- **SUPPLIED ENTRIES**

..............................

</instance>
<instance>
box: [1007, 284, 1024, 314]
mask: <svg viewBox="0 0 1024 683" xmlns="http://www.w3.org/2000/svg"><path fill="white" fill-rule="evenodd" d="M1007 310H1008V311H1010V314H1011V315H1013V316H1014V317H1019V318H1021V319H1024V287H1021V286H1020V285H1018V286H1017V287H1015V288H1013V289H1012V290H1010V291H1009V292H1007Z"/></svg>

..............................

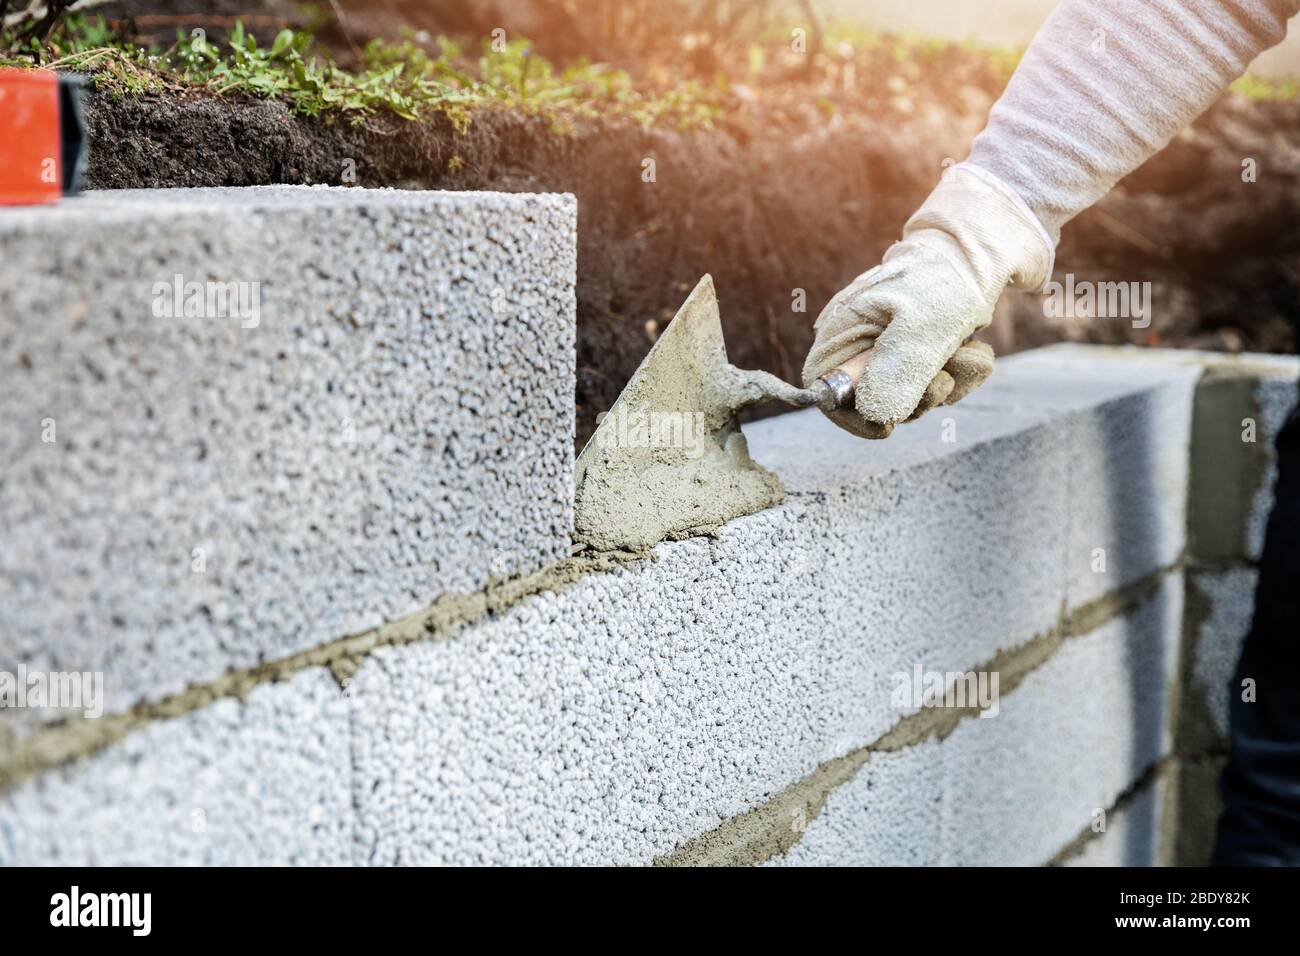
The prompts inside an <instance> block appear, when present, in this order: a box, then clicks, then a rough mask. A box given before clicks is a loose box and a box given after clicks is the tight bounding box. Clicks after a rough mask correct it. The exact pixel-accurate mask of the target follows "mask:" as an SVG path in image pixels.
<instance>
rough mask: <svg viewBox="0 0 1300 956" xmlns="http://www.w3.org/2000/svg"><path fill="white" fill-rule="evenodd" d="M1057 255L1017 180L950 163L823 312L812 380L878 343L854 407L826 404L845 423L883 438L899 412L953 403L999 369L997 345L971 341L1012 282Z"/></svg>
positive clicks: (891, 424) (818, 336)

..............................

- **WRITTEN TASK**
Extract the lines starting at the line that contains "The prompts inside" and ending at the line that contains "positive clicks: (891, 424) (818, 336)", reproducing them without any change.

- **EXERCISE RESULT**
The prompts inside an <instance> block appear, when present, in this order: a box, then clicks, then a rough mask. A box given before clicks is a loose box and a box given after clicks is the tight bounding box. Clicks after a rough mask correct it. The exact pixel-accurate mask of the target follows "mask:" as an SVG path in image pixels.
<instance>
rough mask: <svg viewBox="0 0 1300 956" xmlns="http://www.w3.org/2000/svg"><path fill="white" fill-rule="evenodd" d="M1057 255L1017 180L950 163L823 312L812 380L878 343L854 407L826 404L845 423L883 438L899 412L953 403L999 369L997 345L971 341L1012 282Z"/></svg>
positive clicks: (891, 424) (818, 336)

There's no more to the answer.